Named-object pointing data
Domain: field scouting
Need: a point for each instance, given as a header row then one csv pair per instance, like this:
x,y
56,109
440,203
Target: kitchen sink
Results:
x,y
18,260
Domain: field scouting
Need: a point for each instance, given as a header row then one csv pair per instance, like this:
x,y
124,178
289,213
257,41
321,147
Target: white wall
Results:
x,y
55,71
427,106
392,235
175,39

* * *

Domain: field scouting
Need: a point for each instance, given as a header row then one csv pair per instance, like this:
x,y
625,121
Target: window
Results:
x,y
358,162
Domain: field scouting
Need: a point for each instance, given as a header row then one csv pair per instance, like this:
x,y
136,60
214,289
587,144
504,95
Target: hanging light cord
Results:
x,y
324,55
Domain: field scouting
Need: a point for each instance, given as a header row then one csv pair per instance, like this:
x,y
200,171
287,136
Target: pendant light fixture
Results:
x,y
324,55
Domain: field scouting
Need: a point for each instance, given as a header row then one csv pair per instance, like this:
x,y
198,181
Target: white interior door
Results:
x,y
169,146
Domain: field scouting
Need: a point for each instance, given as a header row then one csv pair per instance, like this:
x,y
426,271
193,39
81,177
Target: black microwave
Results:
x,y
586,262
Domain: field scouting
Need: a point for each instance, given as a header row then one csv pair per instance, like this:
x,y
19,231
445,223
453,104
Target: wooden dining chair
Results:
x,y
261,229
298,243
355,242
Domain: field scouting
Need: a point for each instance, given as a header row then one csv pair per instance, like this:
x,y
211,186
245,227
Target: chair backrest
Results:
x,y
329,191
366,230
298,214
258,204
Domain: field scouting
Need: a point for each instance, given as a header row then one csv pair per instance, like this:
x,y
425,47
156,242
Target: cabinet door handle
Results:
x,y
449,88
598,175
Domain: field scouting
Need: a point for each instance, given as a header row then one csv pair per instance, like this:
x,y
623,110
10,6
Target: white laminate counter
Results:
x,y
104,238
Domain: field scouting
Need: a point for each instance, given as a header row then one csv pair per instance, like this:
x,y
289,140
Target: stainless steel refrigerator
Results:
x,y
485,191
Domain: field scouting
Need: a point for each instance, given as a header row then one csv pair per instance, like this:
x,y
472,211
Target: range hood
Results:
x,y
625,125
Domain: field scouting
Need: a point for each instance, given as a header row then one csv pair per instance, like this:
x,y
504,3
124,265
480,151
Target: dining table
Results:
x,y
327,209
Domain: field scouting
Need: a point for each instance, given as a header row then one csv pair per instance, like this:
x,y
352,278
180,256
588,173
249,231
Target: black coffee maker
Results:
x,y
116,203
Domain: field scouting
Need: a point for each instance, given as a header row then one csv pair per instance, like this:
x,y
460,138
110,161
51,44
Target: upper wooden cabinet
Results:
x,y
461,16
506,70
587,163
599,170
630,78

...

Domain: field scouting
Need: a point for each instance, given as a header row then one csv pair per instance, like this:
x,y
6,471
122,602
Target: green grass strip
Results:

■ STATED EXERCISE ■
Pick out every line of the data that contains the word "door" and copy each one.

■ COMPLETE ANSWER ■
Target: white interior door
Target: cabinet door handle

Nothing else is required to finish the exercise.